#### MATERIAL SUPPLIED ####
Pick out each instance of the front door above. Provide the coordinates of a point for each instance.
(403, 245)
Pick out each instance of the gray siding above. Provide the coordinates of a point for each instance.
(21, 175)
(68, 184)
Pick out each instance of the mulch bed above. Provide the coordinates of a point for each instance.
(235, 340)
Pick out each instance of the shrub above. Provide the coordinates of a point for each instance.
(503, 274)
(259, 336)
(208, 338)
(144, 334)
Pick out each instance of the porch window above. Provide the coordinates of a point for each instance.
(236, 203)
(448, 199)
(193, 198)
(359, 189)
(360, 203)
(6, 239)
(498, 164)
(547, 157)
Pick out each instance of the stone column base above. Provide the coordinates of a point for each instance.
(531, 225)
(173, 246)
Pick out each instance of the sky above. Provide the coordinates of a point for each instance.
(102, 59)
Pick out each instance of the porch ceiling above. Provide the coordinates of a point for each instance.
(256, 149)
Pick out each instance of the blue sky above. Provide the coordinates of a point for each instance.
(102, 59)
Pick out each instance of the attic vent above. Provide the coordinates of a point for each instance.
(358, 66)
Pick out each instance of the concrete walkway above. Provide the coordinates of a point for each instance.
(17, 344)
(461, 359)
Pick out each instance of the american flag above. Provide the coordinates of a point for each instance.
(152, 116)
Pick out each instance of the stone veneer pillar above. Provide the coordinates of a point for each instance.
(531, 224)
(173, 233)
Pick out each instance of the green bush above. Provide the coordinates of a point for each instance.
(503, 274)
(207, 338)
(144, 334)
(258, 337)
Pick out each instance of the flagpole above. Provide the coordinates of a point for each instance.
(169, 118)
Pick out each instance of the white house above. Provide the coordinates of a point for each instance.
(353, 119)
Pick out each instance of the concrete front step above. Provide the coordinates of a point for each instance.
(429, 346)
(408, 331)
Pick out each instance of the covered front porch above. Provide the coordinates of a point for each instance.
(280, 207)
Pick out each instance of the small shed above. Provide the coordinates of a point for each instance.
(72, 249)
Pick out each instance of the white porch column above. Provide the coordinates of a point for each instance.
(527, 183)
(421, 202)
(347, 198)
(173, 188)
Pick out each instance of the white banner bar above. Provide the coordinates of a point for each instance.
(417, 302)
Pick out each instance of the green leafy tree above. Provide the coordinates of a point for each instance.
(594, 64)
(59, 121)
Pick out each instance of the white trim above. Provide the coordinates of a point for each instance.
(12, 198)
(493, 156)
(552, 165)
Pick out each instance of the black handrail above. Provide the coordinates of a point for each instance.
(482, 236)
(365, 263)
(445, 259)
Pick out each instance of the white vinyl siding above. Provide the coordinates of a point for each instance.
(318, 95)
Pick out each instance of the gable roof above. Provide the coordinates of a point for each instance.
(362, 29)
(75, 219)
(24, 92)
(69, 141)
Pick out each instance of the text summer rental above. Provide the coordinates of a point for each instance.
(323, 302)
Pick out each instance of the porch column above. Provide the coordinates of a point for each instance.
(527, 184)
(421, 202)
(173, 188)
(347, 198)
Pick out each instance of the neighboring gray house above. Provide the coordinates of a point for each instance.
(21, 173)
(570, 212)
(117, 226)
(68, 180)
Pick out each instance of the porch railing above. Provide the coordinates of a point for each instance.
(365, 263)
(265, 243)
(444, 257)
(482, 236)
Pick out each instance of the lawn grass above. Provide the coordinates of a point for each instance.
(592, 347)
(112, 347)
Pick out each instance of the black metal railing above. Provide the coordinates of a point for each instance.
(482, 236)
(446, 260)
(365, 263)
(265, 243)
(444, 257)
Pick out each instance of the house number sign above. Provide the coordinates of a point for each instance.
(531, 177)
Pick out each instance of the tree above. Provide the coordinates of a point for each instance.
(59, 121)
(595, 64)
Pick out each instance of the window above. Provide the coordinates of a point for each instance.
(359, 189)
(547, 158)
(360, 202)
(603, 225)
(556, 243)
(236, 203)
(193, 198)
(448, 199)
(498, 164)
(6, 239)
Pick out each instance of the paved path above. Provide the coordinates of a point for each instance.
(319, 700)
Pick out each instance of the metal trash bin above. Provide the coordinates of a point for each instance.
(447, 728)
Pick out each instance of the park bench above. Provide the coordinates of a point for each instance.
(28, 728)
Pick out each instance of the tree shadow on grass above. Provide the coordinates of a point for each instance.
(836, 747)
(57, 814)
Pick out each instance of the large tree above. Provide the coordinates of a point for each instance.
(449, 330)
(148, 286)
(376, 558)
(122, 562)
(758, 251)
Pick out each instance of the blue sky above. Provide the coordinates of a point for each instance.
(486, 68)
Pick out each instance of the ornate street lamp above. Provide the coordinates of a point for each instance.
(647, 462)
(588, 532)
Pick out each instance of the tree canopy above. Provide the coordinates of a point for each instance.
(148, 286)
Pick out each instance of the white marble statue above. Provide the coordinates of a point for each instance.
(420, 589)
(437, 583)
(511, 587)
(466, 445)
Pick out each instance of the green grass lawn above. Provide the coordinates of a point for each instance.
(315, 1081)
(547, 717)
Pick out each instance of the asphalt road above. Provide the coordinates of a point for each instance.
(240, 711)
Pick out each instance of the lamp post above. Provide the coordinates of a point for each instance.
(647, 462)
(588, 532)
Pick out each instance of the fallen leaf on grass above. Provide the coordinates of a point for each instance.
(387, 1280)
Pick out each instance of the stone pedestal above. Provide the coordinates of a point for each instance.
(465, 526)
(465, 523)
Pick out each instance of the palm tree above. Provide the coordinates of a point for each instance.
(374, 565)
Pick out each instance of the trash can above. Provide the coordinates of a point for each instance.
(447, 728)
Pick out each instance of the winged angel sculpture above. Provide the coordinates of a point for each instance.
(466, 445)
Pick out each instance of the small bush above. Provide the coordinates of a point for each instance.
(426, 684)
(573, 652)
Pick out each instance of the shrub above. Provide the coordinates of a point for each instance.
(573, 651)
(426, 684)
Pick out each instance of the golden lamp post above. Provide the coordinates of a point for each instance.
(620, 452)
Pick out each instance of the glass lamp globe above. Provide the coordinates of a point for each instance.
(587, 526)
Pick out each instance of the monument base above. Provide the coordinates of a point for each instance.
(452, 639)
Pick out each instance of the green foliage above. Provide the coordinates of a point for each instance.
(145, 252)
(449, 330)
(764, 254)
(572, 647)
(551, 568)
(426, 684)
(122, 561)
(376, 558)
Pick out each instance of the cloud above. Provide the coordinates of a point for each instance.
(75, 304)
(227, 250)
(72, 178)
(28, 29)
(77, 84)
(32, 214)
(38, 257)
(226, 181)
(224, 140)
####
Repeat the data exactly. Leave nothing out.

Pick out each instance of the front door above. Provide the coordinates of a point for each instance.
(403, 245)
Pick out each instance of the gray siding above. Provide the coordinates of a point for each instance.
(21, 175)
(68, 184)
Pick out each instance of the mulch bed above. Provide the coordinates of a point for each instance.
(235, 340)
Pick out each instance of the shrub above. Provide the coordinates of a point for each instance.
(503, 274)
(259, 336)
(208, 338)
(144, 334)
Pick out each instance of the porch window above. Provide the coordinates of a point for each instance.
(236, 203)
(448, 199)
(193, 198)
(359, 189)
(360, 203)
(6, 239)
(498, 164)
(547, 157)
Pick out each instance of the stone column base above. Provide the coordinates of a point for each instance.
(531, 225)
(173, 246)
Pick out each instance of the sky above. Provide the coordinates of a point for each instance.
(102, 59)
Pick out each instance of the porch ceiling above. Provide the coordinates of a point for each instance.
(256, 149)
Pick out each instance of the blue sky above. Provide the coordinates of a point for each instance.
(102, 59)
Pick out each instance of the attic vent above. Provide the coordinates of a point for each instance.
(358, 66)
Pick out each instance of the concrete walkway above. Provide the coordinates of a point for each instance.
(17, 344)
(461, 359)
Pick out each instance of the american flag above. Provide the coordinates of a point for each instance.
(152, 116)
Pick out each instance of the stone veneer pillar above. Provide the coordinates of a point for each instance.
(531, 224)
(173, 233)
Pick out each instance of the green bush above. Provide the coordinates of a point for each instance.
(503, 274)
(207, 338)
(144, 334)
(258, 337)
Pick out each instance of the flagpole above. Provide the coordinates of a point for each instance.
(169, 118)
Pick out each instance of the white house above. Provide the coordinates of a point for each instance.
(353, 119)
Pick out each instance of the concrete front step above. Provide the coordinates of a point for each instance.
(429, 346)
(408, 331)
Pick out each instance of the covered front porch above. Provide the coordinates of a point for each instance.
(280, 207)
Pick out each instance of the small shed above. Provide the coordinates of a point for each instance.
(72, 249)
Pick out each instance of the white porch column above. Provide the coordinates of a point for each instance.
(527, 183)
(421, 202)
(347, 198)
(173, 188)
Pick out each instance of the white banner bar above. Provide the coordinates of a point for each instance.
(417, 302)
Pick out each instance of the green leafy tree above. Provide the coordinates of a point for each instance.
(594, 64)
(59, 121)
Pick out each instance of the white trim above. Provide the coordinates of a point for each instance.
(12, 198)
(493, 156)
(552, 165)
Pick out each instance of the black handrail above. Provide the coordinates of a point for each instance.
(482, 236)
(365, 263)
(445, 259)
Pick out each instance of the white vinyl siding above. Provide the coordinates of a point for each instance.
(318, 95)
Pick out each instance of the gable roof above. Provide the coordinates of a point for each instance.
(362, 29)
(75, 219)
(24, 92)
(69, 141)
Pick out each instance of the text summer rental above. Provide the coordinates of a point for each instance.
(323, 302)
Pick out each instance of the porch column above. Provide the coordinates of a point for each instance.
(527, 184)
(421, 202)
(173, 188)
(347, 198)
Pick out each instance of the neighboring gray house above. Provide the coordinates of a point for each instance.
(21, 173)
(570, 212)
(117, 226)
(68, 180)
Pick out each instance of the porch railing above. Provide the coordinates of a point for each instance.
(365, 263)
(265, 243)
(444, 257)
(482, 236)
Pick out each instance of the lawn grass above. Provide the coordinates of a point for each instance.
(592, 347)
(112, 347)
Pick out each instance of the black metal railing above. Provide the coordinates of a point for each instance.
(482, 236)
(446, 260)
(365, 263)
(265, 243)
(444, 257)
Pick out each instance of the house number sign above. Provide the coordinates of a point for each instance.
(531, 177)
Pick out each instance of the tree above. Provide the coordinates of a point for each instance.
(59, 121)
(595, 64)
Pick out each instance of the window above. Provide the coordinates of a point for each instance.
(359, 189)
(547, 158)
(360, 202)
(603, 225)
(556, 243)
(236, 203)
(193, 198)
(448, 199)
(498, 164)
(6, 239)
Pick out each instance of the paved path above. Provide the coordinates of a point for each instance.
(319, 700)
Pick out each instance of the metal trash bin above. Provide the coordinates of a point for each instance.
(447, 728)
Pick out each instance of the park bench above. Provide the coordinates of a point for each instance.
(28, 728)
Pick out each instance of the tree shadow on grass above. Provide the coordinates of a point for each instance.
(836, 747)
(57, 814)
Pick out each instance of the large tree above. Provide the coordinates of a point for each instance.
(449, 330)
(148, 286)
(376, 558)
(122, 562)
(758, 251)
Pick out each instance of the blue sky above. Provide the coordinates of a point for each instance.
(486, 68)
Pick out each instance of the ornate street lamp above. Provide the coordinates of a point for each instance.
(647, 462)
(588, 532)
Pick out each instance of the tree canopy above. Provide the coordinates of a point for each instance.
(148, 286)
Pick out each instance of the white marble statue above. Provide the coordinates of a point for each instance.
(420, 589)
(437, 583)
(511, 587)
(466, 445)
Pick out each instance of the green grass lawn above. Provide the coordinates of a point for each instance.
(315, 1081)
(547, 717)
Pick out each instance of the asphalt road above. Provide the coordinates of a point for each instance.
(240, 711)
Pick out each instance of the lamp post above. Provide the coordinates of a point for each instance.
(647, 462)
(588, 532)
Pick out each instance of the fallen leaf on grass above. Provide the coordinates of a point for each instance.
(387, 1280)
Pick out each instance of the stone pedestal above. Provide the coordinates of a point for each instance.
(465, 526)
(465, 523)
Pick out each instance of the palm tree above. Provide the coordinates of a point for each instance.
(374, 565)
Pick out each instance of the trash can above. Provide the coordinates of a point for each instance.
(447, 728)
Pick out each instance of the winged angel sculpture above. Provide the coordinates of a point for each instance.
(466, 445)
Pick out each instance of the small bush above. Provide the coordinates of a point for each instance.
(426, 684)
(573, 652)
Pick out each instance of the shrub above. Provide the coordinates of a point for each instance.
(573, 651)
(426, 684)
Pick out each instance of the golden lamp post above. Provide the coordinates of a point for each instance.
(620, 452)
Pick out each instance of the glass lamp globe above. Provide the coordinates of a point for each instance.
(587, 526)
Pick out each instance of the monument base above. Provide the coordinates of a point for each instance.
(452, 639)
Pick out each instance of the green foliage above. Provide the coordinates of a point for each instance.
(145, 252)
(449, 330)
(764, 254)
(572, 647)
(551, 568)
(426, 684)
(122, 561)
(376, 558)
Pick out each instance of the cloud above. Provide the coordinates of a point for each instance.
(75, 304)
(227, 250)
(72, 178)
(28, 29)
(77, 84)
(32, 214)
(38, 257)
(226, 181)
(224, 140)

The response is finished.